Could you lay out every line of the data below as a Markdown table with two columns, Row for the running number and Line for the text, skipping any blank lines?

_ _ _ _

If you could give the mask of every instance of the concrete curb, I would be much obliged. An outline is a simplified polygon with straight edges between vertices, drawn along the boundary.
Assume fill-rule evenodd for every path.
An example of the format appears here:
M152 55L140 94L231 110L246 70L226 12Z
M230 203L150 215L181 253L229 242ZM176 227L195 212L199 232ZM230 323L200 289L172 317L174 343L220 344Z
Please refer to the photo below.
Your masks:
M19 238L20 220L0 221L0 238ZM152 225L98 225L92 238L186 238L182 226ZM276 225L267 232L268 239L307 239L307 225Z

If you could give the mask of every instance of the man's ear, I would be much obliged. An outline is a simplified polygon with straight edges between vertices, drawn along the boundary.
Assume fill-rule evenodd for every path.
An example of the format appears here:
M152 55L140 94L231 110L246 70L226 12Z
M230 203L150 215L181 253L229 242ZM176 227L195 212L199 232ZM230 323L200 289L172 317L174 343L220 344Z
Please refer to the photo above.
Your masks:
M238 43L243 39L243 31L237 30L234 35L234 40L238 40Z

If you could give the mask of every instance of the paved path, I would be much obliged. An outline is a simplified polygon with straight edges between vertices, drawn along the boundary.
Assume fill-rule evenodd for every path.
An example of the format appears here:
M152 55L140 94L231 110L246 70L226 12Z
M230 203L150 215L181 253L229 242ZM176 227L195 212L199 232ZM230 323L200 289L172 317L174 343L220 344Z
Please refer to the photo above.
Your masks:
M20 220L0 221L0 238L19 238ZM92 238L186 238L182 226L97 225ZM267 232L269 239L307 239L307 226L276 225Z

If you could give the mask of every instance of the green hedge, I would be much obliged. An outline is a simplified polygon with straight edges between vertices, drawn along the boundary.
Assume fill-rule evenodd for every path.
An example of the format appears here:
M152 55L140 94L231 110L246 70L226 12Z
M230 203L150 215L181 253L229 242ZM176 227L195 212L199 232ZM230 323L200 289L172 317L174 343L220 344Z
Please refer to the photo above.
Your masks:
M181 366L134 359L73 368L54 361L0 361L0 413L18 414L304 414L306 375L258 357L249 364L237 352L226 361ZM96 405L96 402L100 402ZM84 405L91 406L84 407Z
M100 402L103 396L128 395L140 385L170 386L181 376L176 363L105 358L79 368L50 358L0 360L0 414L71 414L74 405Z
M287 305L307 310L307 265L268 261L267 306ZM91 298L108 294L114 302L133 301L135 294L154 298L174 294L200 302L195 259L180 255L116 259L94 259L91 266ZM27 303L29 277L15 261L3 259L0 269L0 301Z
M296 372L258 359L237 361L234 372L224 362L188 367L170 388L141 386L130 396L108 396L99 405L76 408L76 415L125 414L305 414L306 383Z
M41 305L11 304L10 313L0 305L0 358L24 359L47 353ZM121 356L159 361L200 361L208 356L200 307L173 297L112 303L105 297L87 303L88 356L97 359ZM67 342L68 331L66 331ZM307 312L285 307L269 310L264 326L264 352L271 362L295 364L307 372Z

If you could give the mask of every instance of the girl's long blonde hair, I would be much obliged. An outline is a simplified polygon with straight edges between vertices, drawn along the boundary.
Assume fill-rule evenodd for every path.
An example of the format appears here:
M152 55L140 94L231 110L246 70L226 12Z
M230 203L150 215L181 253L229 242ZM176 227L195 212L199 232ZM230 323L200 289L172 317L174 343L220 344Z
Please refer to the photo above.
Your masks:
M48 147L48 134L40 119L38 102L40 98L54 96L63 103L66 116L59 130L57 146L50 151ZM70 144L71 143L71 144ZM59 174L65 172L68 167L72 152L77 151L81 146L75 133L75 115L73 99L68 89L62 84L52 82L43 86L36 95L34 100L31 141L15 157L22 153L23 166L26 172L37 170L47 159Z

_ _ _ _

EXERCISE RESPONSE:
| Row | Line |
|---|---|
| 1 | If you could give the mask of every instance of the concrete curb, I would be much obliged. An outline is a simplified polygon with straight edges between vertices, drawn along the boundary. |
| 2 | Assume fill-rule evenodd for every path. |
| 3 | An example of the format appears here: |
| 4 | M152 55L140 94L231 110L246 70L226 12Z |
| 5 | M230 203L150 215L181 253L229 242ZM176 227L195 212L199 232ZM230 323L200 289L172 317L174 343L220 344Z |
| 6 | Please refer to the photo below. |
| 7 | Your masks: |
| 8 | M19 238L20 220L0 221L0 238ZM152 225L98 225L92 238L186 238L182 226ZM276 225L267 232L268 239L307 239L307 225Z |
| 9 | If you could give the mask of every instance of the man's ear, I would be much obliged. An outline is a simplified polygon with straight edges between vertices, drawn along the boundary. |
| 10 | Assume fill-rule evenodd for every path. |
| 11 | An example of the format appears here: |
| 12 | M152 55L140 94L231 110L246 70L226 12Z |
| 13 | M230 203L150 215L181 253L229 242ZM176 227L195 212L199 232ZM230 323L200 289L172 317L174 343L220 344Z |
| 14 | Please refer to the photo above. |
| 15 | Your masks: |
| 16 | M238 43L243 39L243 31L237 30L234 35L234 40L238 40Z |
| 17 | If you could give the mask of every instance of the paved path, I would be much obliged. An outline is a simplified polygon with straight edges between vertices, drawn along the boundary. |
| 18 | Assume fill-rule evenodd for every path. |
| 19 | An example of the format appears here: |
| 20 | M152 55L140 94L231 110L246 70L226 12Z |
| 21 | M230 203L150 215L181 253L229 242ZM176 227L195 212L199 232ZM230 323L200 289L172 317L174 343L220 344Z |
| 22 | Please refer to the photo above. |
| 23 | Your masks: |
| 24 | M20 220L0 221L0 238L19 238ZM92 238L186 238L182 226L97 225ZM267 232L269 239L307 239L307 226L276 225Z |
| 25 | If you could give the mask of every instance of the green hedge, I would be much obliged. An outline is a simplified polygon with straight edges between vertices, drawn along the boundary. |
| 26 | Assume fill-rule evenodd for every path. |
| 27 | An example of the format appears here: |
| 28 | M152 55L140 94L231 110L246 70L226 12Z |
| 29 | M230 203L150 215L181 253L229 242ZM176 227L195 212L199 232ZM230 323L200 289L172 317L174 343L220 344Z |
| 30 | Please refer to the photo above. |
| 31 | Your masks: |
| 32 | M181 366L134 359L73 368L54 361L0 361L0 413L18 414L304 414L306 375L258 357L249 364L237 352L226 361ZM96 405L96 402L100 402ZM84 405L91 406L84 407Z |
| 33 | M100 402L103 396L128 395L140 385L170 386L181 376L176 363L105 358L79 368L50 358L0 360L0 414L71 414L74 405Z |
| 34 | M287 305L307 310L307 265L268 261L267 306ZM91 298L108 294L114 302L133 301L135 294L154 298L174 294L200 302L195 259L180 255L116 259L94 259L91 266ZM27 303L29 277L15 261L3 259L0 269L0 301Z |
| 35 | M296 372L258 359L237 361L234 372L224 362L188 367L170 388L141 386L130 396L108 396L99 405L76 408L76 415L125 414L305 414L306 383Z |
| 36 | M41 305L11 304L10 313L0 305L0 358L24 359L47 353ZM121 356L159 361L200 361L208 356L200 307L173 297L112 303L105 297L87 303L88 356L97 359ZM67 342L68 331L66 331ZM307 312L285 307L269 310L264 326L264 352L271 362L295 364L307 372Z |
| 37 | If you could give the mask of every instance of the girl's long blonde hair, I would be much obliged. An outline is a simplified polygon with straight edges between vertices, drawn along the boundary. |
| 38 | Assume fill-rule evenodd for every path. |
| 39 | An example of the format appears here: |
| 40 | M152 55L140 94L231 110L246 70L226 12Z |
| 41 | M230 203L150 215L181 253L229 242ZM176 227L195 212L199 232ZM230 323L200 289L172 317L174 343L220 344Z |
| 42 | Please refer to the photo above. |
| 43 | Your masks: |
| 44 | M48 147L48 134L40 119L38 102L40 98L54 96L63 103L66 116L59 130L57 146L50 151ZM70 144L71 143L71 144ZM59 174L65 172L68 167L72 152L77 151L81 146L75 133L75 115L73 99L68 89L62 84L52 82L43 86L36 95L34 100L31 141L15 157L22 153L23 166L26 172L37 170L47 159Z |